◆ **TASK INSTRUCTIONS**:
In each of the items below, change "Objective" to "Goal" and leave everything else unchanged.
:::::
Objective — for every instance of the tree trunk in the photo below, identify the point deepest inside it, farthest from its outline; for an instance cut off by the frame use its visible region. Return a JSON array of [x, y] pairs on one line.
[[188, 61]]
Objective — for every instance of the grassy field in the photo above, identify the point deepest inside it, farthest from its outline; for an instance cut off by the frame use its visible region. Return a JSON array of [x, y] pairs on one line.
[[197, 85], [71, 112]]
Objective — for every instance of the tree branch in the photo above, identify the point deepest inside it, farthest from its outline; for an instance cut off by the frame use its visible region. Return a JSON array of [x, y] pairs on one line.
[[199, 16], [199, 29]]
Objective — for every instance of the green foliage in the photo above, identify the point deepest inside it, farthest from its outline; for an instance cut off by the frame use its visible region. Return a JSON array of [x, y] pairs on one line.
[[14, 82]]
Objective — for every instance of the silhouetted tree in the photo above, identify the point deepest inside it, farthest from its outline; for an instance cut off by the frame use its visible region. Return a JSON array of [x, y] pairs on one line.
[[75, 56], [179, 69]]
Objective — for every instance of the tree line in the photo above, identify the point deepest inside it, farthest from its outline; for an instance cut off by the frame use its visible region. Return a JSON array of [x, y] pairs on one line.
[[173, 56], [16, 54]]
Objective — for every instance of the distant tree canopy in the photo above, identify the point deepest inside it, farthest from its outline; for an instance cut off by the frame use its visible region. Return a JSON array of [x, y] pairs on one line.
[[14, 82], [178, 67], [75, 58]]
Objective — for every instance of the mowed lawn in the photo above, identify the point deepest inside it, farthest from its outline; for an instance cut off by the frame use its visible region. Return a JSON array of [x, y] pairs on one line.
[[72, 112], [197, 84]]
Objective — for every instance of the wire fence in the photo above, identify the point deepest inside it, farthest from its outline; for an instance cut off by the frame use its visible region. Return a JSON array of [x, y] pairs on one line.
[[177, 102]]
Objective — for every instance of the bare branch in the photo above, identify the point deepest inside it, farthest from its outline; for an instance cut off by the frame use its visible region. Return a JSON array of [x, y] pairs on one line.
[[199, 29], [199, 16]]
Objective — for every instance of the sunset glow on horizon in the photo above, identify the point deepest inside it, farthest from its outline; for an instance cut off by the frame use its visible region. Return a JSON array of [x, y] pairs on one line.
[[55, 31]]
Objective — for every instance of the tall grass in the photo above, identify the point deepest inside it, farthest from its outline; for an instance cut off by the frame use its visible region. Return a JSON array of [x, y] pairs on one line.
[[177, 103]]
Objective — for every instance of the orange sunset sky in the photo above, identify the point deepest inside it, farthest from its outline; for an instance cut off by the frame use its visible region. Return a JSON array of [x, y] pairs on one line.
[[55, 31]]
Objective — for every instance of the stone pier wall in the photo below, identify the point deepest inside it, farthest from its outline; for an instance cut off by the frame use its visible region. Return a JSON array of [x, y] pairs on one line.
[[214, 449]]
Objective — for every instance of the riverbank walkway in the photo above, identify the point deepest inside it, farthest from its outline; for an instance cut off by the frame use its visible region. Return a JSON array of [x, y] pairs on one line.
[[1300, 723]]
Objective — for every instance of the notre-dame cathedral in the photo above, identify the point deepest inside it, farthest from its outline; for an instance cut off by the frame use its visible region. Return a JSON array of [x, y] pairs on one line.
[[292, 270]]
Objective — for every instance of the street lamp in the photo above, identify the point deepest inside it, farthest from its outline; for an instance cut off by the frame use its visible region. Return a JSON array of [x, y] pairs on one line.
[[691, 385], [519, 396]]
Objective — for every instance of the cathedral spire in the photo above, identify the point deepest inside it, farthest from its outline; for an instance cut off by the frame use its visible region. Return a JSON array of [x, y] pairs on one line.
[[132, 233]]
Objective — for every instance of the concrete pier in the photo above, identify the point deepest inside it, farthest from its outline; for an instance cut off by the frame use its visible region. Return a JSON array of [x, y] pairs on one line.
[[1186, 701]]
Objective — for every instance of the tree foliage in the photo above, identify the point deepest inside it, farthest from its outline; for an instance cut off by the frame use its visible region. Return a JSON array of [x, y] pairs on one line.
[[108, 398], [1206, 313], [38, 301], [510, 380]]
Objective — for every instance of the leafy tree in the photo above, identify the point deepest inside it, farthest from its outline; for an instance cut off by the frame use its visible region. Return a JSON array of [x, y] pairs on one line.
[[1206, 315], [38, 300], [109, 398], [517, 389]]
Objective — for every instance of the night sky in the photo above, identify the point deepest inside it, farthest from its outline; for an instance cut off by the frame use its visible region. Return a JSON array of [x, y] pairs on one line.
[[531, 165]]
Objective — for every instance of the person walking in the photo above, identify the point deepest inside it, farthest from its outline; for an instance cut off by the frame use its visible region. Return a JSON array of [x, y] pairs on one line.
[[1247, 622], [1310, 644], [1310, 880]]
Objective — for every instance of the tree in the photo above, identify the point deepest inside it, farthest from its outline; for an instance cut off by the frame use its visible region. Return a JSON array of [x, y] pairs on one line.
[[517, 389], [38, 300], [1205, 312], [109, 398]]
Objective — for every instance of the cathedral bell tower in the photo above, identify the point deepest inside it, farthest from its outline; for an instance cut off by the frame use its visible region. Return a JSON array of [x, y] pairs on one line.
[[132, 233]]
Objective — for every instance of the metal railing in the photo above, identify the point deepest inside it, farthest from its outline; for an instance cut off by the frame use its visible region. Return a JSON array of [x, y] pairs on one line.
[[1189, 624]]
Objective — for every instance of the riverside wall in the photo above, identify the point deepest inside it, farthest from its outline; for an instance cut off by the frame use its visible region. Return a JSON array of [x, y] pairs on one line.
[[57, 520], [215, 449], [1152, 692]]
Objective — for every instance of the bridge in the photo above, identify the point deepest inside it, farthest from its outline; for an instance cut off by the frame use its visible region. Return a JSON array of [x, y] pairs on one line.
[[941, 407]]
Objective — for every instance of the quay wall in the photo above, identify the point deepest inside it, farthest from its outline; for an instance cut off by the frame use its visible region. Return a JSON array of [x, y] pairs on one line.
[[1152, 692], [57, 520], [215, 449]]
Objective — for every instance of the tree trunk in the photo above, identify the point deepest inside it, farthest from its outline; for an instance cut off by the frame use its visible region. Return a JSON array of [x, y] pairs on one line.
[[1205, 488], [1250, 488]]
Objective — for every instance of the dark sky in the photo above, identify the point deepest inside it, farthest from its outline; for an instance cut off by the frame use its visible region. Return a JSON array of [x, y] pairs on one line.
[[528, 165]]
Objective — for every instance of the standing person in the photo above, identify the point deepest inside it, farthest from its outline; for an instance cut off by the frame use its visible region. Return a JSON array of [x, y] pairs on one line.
:::::
◆ **SOLVED PROBLEM**:
Goal — for every instance of the tree trunk in the photo below, identify the point deepest inside it, farthest from its outline; for an instance cut off by the frame use its visible region. Return a JSON array of [x, y] pairs on one line.
[[188, 61]]
Goal — for every instance of the grassy field in the photo above, identify the point deepest inside it, farthest from its outline; for an instance cut off by the frame use its visible region. Return a JSON array of [x, y] pairs on one line.
[[197, 85], [71, 112]]
Goal — for every instance of the tree branch in the photo above, identify the point deepest inside it, farthest from its outline; for an instance cut off by the frame use its visible region. Return a JSON array of [x, y] pairs on one line.
[[199, 16], [199, 29]]
Goal — for every instance of the green foliage in the photo above, identify the point deepest inside it, farthest from its outline; for an instance cut off by the frame use its visible region. Return a JSON array of [x, y] pairs on one line.
[[14, 82]]
Goal — for every instance of the silhouetted tree in the photo above, identify the point deepest inside it, farthest from its outline; for an instance cut off by the frame use its visible region. Return a JSON array of [x, y] pairs on one line.
[[75, 56], [179, 69]]
Goal — for every instance of the tree line in the photo above, identify the point deepest inside it, farthest from its outline; for an instance cut off by the frame use its visible region. Return a JSON array of [x, y] pairs on one line.
[[173, 56], [16, 54]]
Goal — for every instance of the distant tree canopy in the photo above, identify the point deepest inside it, farthest from its outline; for an instance cut off by the frame use its visible region. Return a JSON array of [x, y] pairs on one line.
[[14, 82], [178, 67], [75, 58]]
Goal — for every instance of the mowed lawn in the photo above, identify the point deepest inside it, farthest from its outline; for an instance cut off by the frame use its visible region. Return a JSON array of [x, y] pairs on one line.
[[72, 112], [197, 84]]
Goal — for every instance of the wire fence in the photo above, identify the point deepest inside it, farthest from its outline; for an instance cut off by the frame use its visible region. Return a JSON array of [x, y] pairs on one line.
[[177, 102]]
Goal — for every instance of the bare branch in the photo above, identify the point deepest inside it, farthest from its outline; for an instance cut off by the frame use its visible region. Return a JSON array of [x, y] pairs on one line.
[[199, 29], [199, 16]]
Goal — for every instance of the sunset glow on horizon in the photo above, identify the point deepest inside it, farthest from its outline; for an instance cut off by the frame use its visible region. Return a JSON array of [x, y] pairs on one line.
[[55, 31]]
Goal — for every instance of the tall grass in the photo above, identify the point deepest inside it, farthest from its outline; for an instance cut off by the frame use its visible region. Return a JSON array of [x, y] pairs on one line.
[[177, 103]]
Goal — for every instance of the orange sunset sky in the photo above, identify the point deepest inside it, farthest from its outline; for an instance cut off by the frame use its visible region. Return a JSON array of [x, y] pairs on one line.
[[55, 31]]
Goal — for every instance of the stone pier wall in the photo below, identify the point deepest inside it, farthest from its outline; for an instance cut off by the frame use its visible region. Return a JSON array of [x, y] pairs on one line.
[[214, 449]]
Goal — for every instance of the riverbank walkway in the photo above, identify the point deepest inside it, farthest from its outline; for an instance cut off by the frame use its visible region. Return a JSON array of [x, y] pairs on one line.
[[1300, 723]]
Goal — for every instance of the notre-dame cathedral in the photo above, identify the point deepest inside it, farthest from its outline; for an instance cut off by the frame use its visible region. Return a JSON array of [x, y] pairs on one line.
[[292, 270]]
Goal — for every instance of the street lamp in the photo above, identify the point deepest inside it, farthest from its outline; for an instance cut off by the frame use its visible region. Return a JSON array of [x, y] pairs on one line.
[[691, 385], [519, 396]]
Goal — for every instance of the cathedral spire in the photo above, identify the point deepest inside it, farthest from its outline; for an instance cut off by the frame use its visible region. Return a JSON array of [x, y] pairs on one line.
[[132, 233]]
Goal — for every instance of the concrete pier in the photo above, identify the point deepest inside it, farthest from its outline; for an instance cut off by the frame use its visible region. Return a JSON array of [x, y] pairs on one line.
[[1186, 701]]
Goal — for every instance of the tree foliage in the photo above, identify the point deepest inside it, farthest from its outline; for an instance cut off by the frame use its visible region. Return a JSON array of [x, y] pairs on one line.
[[108, 398], [1206, 313], [38, 301], [510, 380]]
Goal — for every instance of the leafy tree in the photo above, identify the point deepest inside it, farthest from its outline; for an instance cut off by the frame use its visible region. Return a JSON array of [x, y] pairs on one line.
[[1206, 315], [38, 300], [109, 398], [517, 389]]
Goal — for every instance of the night sky in the photo above, identify the point deepest inside it, farthest from its outline; for an instance cut off by the frame use its visible region. Return a JSON array of [x, y] pairs on one line.
[[531, 165]]
Goal — for every instance of the person walking in the photo above, identify the point deepest inside it, farthest from its outline; for an instance cut off by the frame use its visible region. Return a JSON array of [x, y] pairs on one line.
[[1247, 622], [1310, 644], [1310, 880]]
Goal — for every instance of the tree in the photo above, identify the point deepest inside it, farthest from its outline; for an instance cut off by the frame use its visible region. Return a JSON array of [x, y] pairs on one line.
[[517, 389], [38, 300], [1205, 312], [109, 398]]
Goal — for every instance of the cathedral bell tower in the photo above, identify the point deepest inside it, farthest from its outline; for an instance cut off by the frame use its visible region. Return a JSON array of [x, y] pairs on one line.
[[132, 233]]
Goal — for every instance of the metal railing in the photo above, identify the point deepest inside it, farthest from its outline; for an instance cut off by the frame use its visible region. Return a JSON array of [x, y] pairs on one line.
[[1189, 624]]
Goal — for every instance of the riverside wall in the photo above, identify the point deepest inside it, farthest from its outline; for an instance cut off by the frame use its visible region. Return a JSON array of [x, y] pairs on one line.
[[57, 520], [215, 449], [1152, 692]]
Goal — for every instance of the bridge in the photo above, identify the point deepest inside it, farthest from its outline; for an instance cut off by the frame use its visible region. Return a JSON array of [x, y] pairs on one line.
[[941, 407]]
Goal — for every instance of the quay wall in the photo above, identify the point deepest inside it, farthest from its outline; for an instance cut off by the frame use its visible region. Return a JSON array of [x, y] pairs on one line.
[[1152, 692], [57, 520], [215, 449]]
Goal — for every instance of the tree trunk in the photo above, identify the point deepest inside it, farthest from its outline; for an instance cut off by the frame use its visible region. Return a JSON array of [x, y] pairs on one line.
[[1205, 488], [1250, 488]]
Goal — for every instance of the dark sky in the photo above, identify the point deepest inside it, farthest from its outline; for an instance cut off by the frame use its visible region. Return a JSON array of [x, y] pairs on one line.
[[528, 165]]
Goal — for every instance of the standing person in the photo above, identify the point deepest inside it, farthest from its outline; for an instance cut off by the frame use its visible region. Return a JSON array of [x, y] pairs on one line.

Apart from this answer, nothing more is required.